In this exercise, return the whole listing exactly, excluding any images.

■ **MATERIAL TO PROCESS**
============================================================

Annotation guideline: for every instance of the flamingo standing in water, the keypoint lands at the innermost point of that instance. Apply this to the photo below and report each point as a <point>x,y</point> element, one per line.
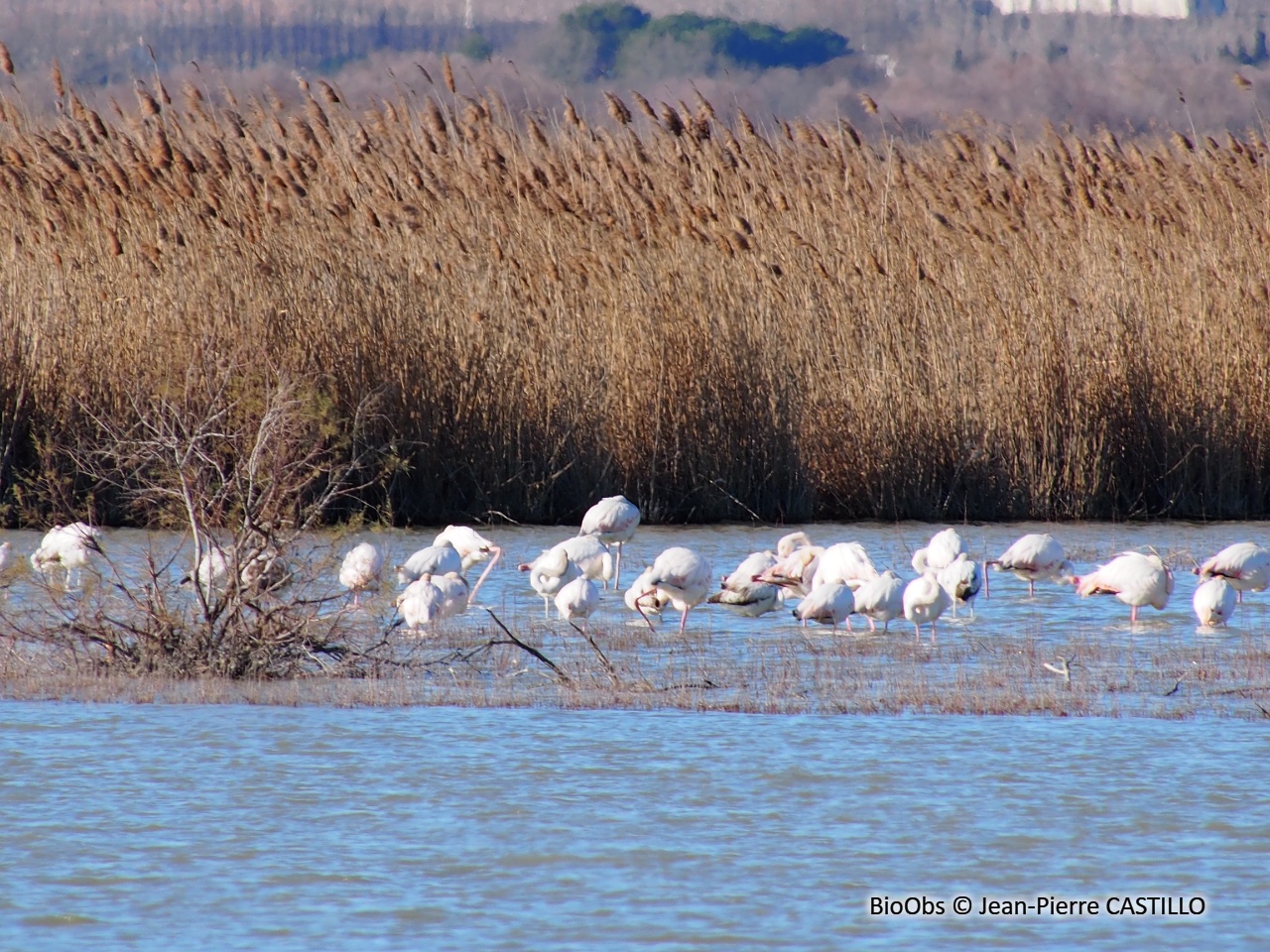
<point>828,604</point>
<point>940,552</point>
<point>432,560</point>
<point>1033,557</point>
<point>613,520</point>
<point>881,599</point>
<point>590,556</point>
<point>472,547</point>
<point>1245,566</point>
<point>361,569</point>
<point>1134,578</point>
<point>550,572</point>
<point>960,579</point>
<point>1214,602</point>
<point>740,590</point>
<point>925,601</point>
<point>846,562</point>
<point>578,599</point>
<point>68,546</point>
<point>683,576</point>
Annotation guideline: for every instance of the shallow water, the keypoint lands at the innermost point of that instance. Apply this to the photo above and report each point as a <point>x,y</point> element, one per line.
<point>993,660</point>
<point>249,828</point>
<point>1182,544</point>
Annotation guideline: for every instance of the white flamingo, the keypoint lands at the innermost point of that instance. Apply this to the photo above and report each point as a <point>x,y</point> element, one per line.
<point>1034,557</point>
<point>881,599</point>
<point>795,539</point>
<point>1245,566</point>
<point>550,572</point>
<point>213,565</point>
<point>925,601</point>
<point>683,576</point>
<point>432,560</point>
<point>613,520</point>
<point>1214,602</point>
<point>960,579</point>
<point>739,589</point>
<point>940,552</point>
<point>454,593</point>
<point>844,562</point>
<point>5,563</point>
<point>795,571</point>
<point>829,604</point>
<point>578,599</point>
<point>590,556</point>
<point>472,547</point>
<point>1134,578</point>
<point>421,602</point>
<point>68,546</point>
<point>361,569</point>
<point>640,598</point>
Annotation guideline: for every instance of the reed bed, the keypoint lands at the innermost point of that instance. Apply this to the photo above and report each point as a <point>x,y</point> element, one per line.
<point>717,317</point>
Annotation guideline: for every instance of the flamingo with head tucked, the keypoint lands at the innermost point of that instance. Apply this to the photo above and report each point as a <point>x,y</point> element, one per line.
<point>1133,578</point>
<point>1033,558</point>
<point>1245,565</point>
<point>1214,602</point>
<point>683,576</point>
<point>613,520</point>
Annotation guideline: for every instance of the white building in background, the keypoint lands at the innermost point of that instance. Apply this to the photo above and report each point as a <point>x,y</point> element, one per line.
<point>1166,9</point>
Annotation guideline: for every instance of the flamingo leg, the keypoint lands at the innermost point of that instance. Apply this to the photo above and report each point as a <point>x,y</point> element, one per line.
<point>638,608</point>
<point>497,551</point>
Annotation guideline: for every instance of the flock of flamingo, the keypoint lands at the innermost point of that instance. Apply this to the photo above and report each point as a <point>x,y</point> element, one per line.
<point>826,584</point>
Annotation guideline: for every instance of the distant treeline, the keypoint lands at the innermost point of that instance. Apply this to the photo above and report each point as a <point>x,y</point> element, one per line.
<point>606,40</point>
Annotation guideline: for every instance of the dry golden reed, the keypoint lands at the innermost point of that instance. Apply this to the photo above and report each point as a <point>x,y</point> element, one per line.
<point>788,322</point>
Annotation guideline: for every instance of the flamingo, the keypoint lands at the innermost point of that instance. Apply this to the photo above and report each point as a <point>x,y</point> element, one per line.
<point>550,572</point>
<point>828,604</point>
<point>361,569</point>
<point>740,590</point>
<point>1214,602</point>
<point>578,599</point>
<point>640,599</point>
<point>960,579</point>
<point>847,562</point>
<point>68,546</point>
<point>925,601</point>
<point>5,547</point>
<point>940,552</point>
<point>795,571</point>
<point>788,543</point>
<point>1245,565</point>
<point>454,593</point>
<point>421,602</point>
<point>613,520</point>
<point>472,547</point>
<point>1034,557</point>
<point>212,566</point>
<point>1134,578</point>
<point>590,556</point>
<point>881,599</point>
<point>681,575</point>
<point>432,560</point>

============================================================

■ **SOLUTION FOR THIS PROBLEM**
Annotation guideline: for every instance of the flamingo standing in water, the keypoint lands at the innermost point of that instance. Apply this to the photo below and report each point as a <point>x,y</point> element, one per line.
<point>828,604</point>
<point>940,552</point>
<point>432,560</point>
<point>1033,557</point>
<point>613,520</point>
<point>881,599</point>
<point>590,556</point>
<point>472,547</point>
<point>1245,566</point>
<point>361,569</point>
<point>1134,578</point>
<point>550,572</point>
<point>960,579</point>
<point>1214,602</point>
<point>740,590</point>
<point>925,601</point>
<point>846,562</point>
<point>578,599</point>
<point>68,546</point>
<point>683,576</point>
Annotation guideline: for every instance of the shallow water, the keypoint lands at the innermost point of that instance. Apply this to the photo above and report each point as a <point>x,y</point> element, one per line.
<point>993,660</point>
<point>249,828</point>
<point>1182,544</point>
Annotation guideline: for every instance of the white flamingo, the keypoint lands at the innermost point of that instance. Apply this to the photo above and report each point as a <point>x,y</point> element, one per line.
<point>1034,557</point>
<point>881,599</point>
<point>795,539</point>
<point>1245,566</point>
<point>550,572</point>
<point>213,565</point>
<point>925,601</point>
<point>683,576</point>
<point>432,560</point>
<point>613,520</point>
<point>1214,602</point>
<point>960,579</point>
<point>739,589</point>
<point>940,552</point>
<point>454,593</point>
<point>844,562</point>
<point>5,563</point>
<point>795,571</point>
<point>829,604</point>
<point>578,599</point>
<point>590,556</point>
<point>472,547</point>
<point>1134,578</point>
<point>421,602</point>
<point>68,546</point>
<point>361,569</point>
<point>640,598</point>
Annotation guideline: for every instance of the reed bed, the keypoint lands at the innermost point of that instance. Apply this to the photo above and report each point as a <point>x,y</point> element, one per line.
<point>717,317</point>
Annotation guideline: for every instance of the flamingo with head tucked, the keypoint lands at the innermost point of that instance. Apply this to the photo above and report each point as a <point>x,y</point> element, one per line.
<point>1133,578</point>
<point>1033,558</point>
<point>1245,565</point>
<point>1214,602</point>
<point>683,576</point>
<point>613,520</point>
Annotation guideline: for every instance of the white building in background, the keypoint lands at the innermost point of that instance. Apply this to the photo above and report each point as a <point>x,y</point> element, one per line.
<point>1166,9</point>
Annotation guideline: for every instance of the flamingo leg, the keypoint lands at the innermost point of that instance. Apply this to the photo above and report each point as a <point>x,y</point> element, one per line.
<point>638,608</point>
<point>497,551</point>
Annotation guideline: for every instance of the flock of flamingo, the keypoint lands at the innermost point of that instance. Apply this to the photo above and report each point as a <point>x,y</point> element, one per line.
<point>826,584</point>
Annotation guideline: for every instance of the distant treeline, the keypoint lands at the innermost point of that instance. Apply this to the photo above and report each point as a <point>x,y</point> element, one per line.
<point>606,40</point>
Annotation guideline: for every instance of the dry golden reed, the keypoint lands at the innermost point of that instance. Apply this to the photo above and report each point as a <point>x,y</point> element, one per line.
<point>788,322</point>
Annotation guideline: for every instance of the flamingo, the keypoint lands at the innermost point of that instance. Apply this to the photo above and report each point as a <point>x,y</point> element, one per line.
<point>550,572</point>
<point>828,604</point>
<point>361,569</point>
<point>740,590</point>
<point>1214,602</point>
<point>578,599</point>
<point>640,599</point>
<point>960,579</point>
<point>847,562</point>
<point>68,546</point>
<point>925,601</point>
<point>5,547</point>
<point>940,552</point>
<point>795,571</point>
<point>788,543</point>
<point>1245,565</point>
<point>454,593</point>
<point>421,602</point>
<point>613,520</point>
<point>472,547</point>
<point>1034,557</point>
<point>212,566</point>
<point>1134,578</point>
<point>590,556</point>
<point>881,599</point>
<point>681,575</point>
<point>432,560</point>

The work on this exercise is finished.